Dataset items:
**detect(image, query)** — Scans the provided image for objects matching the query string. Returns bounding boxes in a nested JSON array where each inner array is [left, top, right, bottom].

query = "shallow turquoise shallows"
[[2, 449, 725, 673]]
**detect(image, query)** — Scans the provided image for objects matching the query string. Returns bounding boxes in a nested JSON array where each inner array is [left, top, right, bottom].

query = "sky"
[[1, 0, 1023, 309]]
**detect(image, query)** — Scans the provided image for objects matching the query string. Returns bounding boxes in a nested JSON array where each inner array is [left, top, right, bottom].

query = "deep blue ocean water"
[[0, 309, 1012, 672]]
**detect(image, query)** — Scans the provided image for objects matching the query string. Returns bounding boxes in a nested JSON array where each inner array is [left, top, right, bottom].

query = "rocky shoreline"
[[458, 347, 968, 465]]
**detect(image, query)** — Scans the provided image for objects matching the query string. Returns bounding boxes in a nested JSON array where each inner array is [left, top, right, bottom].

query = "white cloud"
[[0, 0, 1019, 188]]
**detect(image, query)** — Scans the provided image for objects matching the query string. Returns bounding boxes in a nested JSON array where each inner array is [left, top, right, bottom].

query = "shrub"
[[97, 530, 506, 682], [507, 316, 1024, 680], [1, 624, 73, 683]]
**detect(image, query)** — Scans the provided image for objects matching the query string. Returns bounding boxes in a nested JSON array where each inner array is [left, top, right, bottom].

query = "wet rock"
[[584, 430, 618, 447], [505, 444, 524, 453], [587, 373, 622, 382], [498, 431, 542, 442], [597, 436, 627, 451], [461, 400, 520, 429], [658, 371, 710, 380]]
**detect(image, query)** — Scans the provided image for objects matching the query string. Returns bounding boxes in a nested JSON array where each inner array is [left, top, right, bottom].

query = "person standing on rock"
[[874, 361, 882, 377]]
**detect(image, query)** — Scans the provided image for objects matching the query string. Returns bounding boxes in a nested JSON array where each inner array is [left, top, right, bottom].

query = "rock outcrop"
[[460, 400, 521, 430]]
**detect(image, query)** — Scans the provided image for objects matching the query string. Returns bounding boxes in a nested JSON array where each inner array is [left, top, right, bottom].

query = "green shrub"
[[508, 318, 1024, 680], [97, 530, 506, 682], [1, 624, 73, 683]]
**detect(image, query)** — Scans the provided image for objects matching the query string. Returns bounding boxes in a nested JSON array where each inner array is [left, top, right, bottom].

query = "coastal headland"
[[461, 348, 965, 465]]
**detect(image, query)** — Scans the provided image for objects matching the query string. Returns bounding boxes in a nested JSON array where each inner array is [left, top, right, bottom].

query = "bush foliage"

- [Directions]
All of the entries, from the first line to the last, should be duplicated exactly.

- [Written response]
**detect(image, query)** — Scans the provided image for objects matching the query string. Returns bounding boxes in a nested JSON array where each inner array is [left, top, right, bottom].

query = "shallow turquoise shallows"
[[2, 449, 725, 673]]
**detect(image, query)** — Scans the provided image for objects matching the query string. Returns bounding boxes in a nested JSON array where each inner array is [left, top, right, bottom].

query = "sky"
[[1, 0, 1023, 309]]
**detect(image, query)** — Scans the provided image for objects matching the query string. Returns bounding boxes in a nested JSON array where each inner array is [left, top, right, bottom].

query = "deep blue ocean water"
[[0, 309, 1012, 672]]
**detect(image, query)** — Scans the provided image for objects matching the query string. Returns bounding boxes in a nested JSON array where each inner array is [left, top, right, bottom].

query = "rocky shoreline"
[[458, 347, 968, 465]]
**detect(image, query)** — Scans the provided image for objects matching the query string. Returns bounding boxes in a nested JSON array where each inner array is [left, top, right, bottom].

query = "white cloud"
[[0, 0, 1019, 188]]
**detect(image, query)** — Scans the provided image for objects matching the query string. Returns bounding boxes in a nested JSON array where each inner array is [left, top, right, bottom].

query = "shrub"
[[97, 530, 506, 682], [507, 316, 1024, 680], [1, 624, 73, 683]]
**detect(image, query)** — Scans the provided image for objects matching the query string. Returns bounding boxes in a nested JSON array where each inner array is [left, top, right, bottom].

query = "wet rock"
[[584, 430, 618, 447], [505, 444, 524, 453], [587, 373, 622, 382], [498, 431, 542, 442], [597, 436, 627, 451], [461, 400, 520, 429], [658, 371, 710, 380]]
**detect(image, query)** — Scans the provided image for objects matching the query string. Returns bounding boxes in a nested JSON array where each inner array is [left, top, right, bottom].

query = "person standing on rock"
[[874, 361, 882, 377]]
**detect(image, query)** — Scans the provided image for objects matching the query string. Returns bounding boxes in a nested JSON array where each inner array is [left, top, right, bottom].

query = "rock outcrop"
[[460, 400, 521, 430]]
**detect(image, query)** — Scans the provided image for objects matching the query string. Returns bounding boxes in a nested JSON array where each inner array is [left, top, right, bottom].

query = "green shrub"
[[508, 318, 1024, 680], [97, 530, 506, 682], [1, 624, 73, 683]]
**detect(image, query)** — Scans the provided image for objects matching the query string. Returns bounding boxes in a nested JSON array where each inner array is [left, top, right, bottom].

query = "coastal headland"
[[461, 348, 965, 465]]
**detect(image, query)** — Scans the provided image for objects matching the query string. Returns bounding boxes in a nested JSON array where each inner array is [left, top, right, bottom].

query = "bush foliage"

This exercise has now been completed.